── 原文 ──

【正見新聞網2016年02月15日】
山東煙臺市福山區技工學校退休教師王秉順一九九六年修煉法輪大法後,身心受益。在一九九九年七月江澤民發動對法輪功的迫害後,王秉順與老伴因堅持修煉、說真話,二次被綁架、關押到洗腦班迫害。去年九月,王秉順向最高法院、最高檢察院遞交了對江澤民的控告書。
下面是今年七十五歲的王秉順老師在控告書中陳述的遭迫害情況:
一、因上訪遭受非法關押
一九九九年十一月,我和老伴依法行使公民的權利去北京上訪,向國家政府說明情況:法輪大法是正法,取消被告人對法輪功的錯誤決定。因信訪局不接待,我倆就去了天安門廣場,在眾多的世人面前,打出了“法輪大法是正法”的橫幅,遭到了便衣警察的綁架,被押送到廣場派出所。
後我被轉送到門頭溝派出所,我老伴被轉送到房山派出所。老伴被警察銬在樹上一整夜,當時正值十一月,天氣非常寒冷,更甚者連大小便都不給解銬。我倆經刑訊逼供後轉送看守所,又轉送到福山駐京辦事處,最後又由本單位派人把我倆押回本地城關派出所。在派出所我倆被銬在鐵椅子上一宿,第二天刑訊筆錄後,被押送當地拘留所,非法拘留半個月。江澤民統治下的看守所、拘留所等都是苛刻虐待、不拿人當人待的人間地獄,看守所吃的飯菜簡直都沒法說,強制勞動無報酬,反倒向在押人員收高額的生活費,十五天時間交七百多元。

───
── 给定条目 ──

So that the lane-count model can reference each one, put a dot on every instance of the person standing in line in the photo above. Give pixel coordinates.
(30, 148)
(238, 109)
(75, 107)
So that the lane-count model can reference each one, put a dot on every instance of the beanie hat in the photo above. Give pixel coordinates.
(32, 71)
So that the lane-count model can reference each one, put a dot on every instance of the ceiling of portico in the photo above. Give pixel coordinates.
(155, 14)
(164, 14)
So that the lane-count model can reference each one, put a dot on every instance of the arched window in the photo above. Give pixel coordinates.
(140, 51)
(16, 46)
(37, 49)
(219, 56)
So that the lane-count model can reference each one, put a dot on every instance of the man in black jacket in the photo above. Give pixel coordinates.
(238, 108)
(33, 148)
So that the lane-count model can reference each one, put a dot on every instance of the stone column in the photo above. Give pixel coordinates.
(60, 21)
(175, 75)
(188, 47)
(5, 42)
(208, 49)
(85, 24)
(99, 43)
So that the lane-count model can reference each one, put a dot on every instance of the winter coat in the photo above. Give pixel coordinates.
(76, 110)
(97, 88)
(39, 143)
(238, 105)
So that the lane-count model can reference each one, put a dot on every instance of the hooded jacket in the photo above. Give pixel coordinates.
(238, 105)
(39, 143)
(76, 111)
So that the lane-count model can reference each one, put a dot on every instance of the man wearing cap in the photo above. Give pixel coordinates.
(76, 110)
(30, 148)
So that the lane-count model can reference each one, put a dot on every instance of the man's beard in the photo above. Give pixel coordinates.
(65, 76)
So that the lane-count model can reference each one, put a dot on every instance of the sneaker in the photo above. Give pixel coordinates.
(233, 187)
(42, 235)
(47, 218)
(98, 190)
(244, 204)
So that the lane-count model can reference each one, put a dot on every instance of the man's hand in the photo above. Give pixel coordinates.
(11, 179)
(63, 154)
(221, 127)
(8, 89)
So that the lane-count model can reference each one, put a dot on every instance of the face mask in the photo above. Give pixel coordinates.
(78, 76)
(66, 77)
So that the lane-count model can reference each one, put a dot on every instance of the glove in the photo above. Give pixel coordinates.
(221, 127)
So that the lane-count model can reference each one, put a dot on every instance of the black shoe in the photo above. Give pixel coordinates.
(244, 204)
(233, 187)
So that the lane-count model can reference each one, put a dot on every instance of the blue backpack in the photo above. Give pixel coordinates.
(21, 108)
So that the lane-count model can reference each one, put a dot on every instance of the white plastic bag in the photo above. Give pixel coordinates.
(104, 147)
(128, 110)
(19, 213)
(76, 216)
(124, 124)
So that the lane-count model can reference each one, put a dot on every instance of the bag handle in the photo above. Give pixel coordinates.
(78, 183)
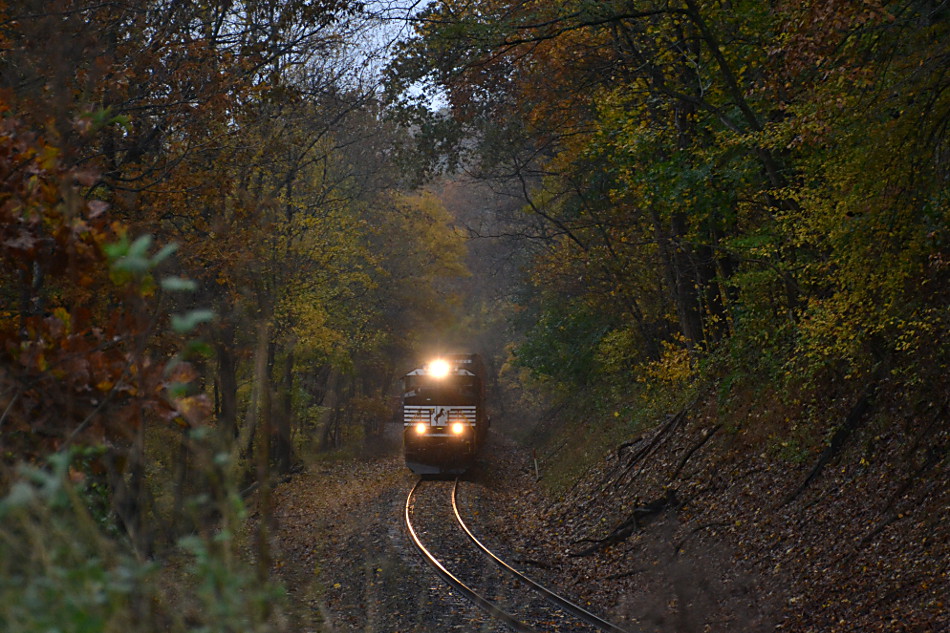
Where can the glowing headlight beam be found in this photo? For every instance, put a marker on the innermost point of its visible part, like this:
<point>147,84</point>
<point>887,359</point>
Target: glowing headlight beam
<point>439,368</point>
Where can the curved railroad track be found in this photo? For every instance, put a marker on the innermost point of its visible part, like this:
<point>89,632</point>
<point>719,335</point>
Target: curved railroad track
<point>552,614</point>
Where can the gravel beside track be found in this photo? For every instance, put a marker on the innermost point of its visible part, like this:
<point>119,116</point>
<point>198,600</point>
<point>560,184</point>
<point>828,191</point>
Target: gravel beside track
<point>342,549</point>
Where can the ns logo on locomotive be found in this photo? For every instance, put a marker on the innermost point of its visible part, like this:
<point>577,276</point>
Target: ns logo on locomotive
<point>443,412</point>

───

任务要求:
请照录原文中从“後我被轉送到門頭溝派出所,我”起、一直到“活費,十五天時間交七百多元。”为止的这一段，不得改动任何字句。

任务解答:
後我被轉送到門頭溝派出所,我老伴被轉送到房山派出所。老伴被警察銬在樹上一整夜,當時正值十一月,天氣非常寒冷,更甚者連大小便都不給解銬。我倆經刑訊逼供後轉送看守所,又轉送到福山駐京辦事處,最後又由本單位派人把我倆押回本地城關派出所。在派出所我倆被銬在鐵椅子上一宿,第二天刑訊筆錄後,被押送當地拘留所,非法拘留半個月。江澤民統治下的看守所、拘留所等都是苛刻虐待、不拿人當人待的人間地獄,看守所吃的飯菜簡直都沒法說,強制勞動無報酬,反倒向在押人員收高額的生活費,十五天時間交七百多元。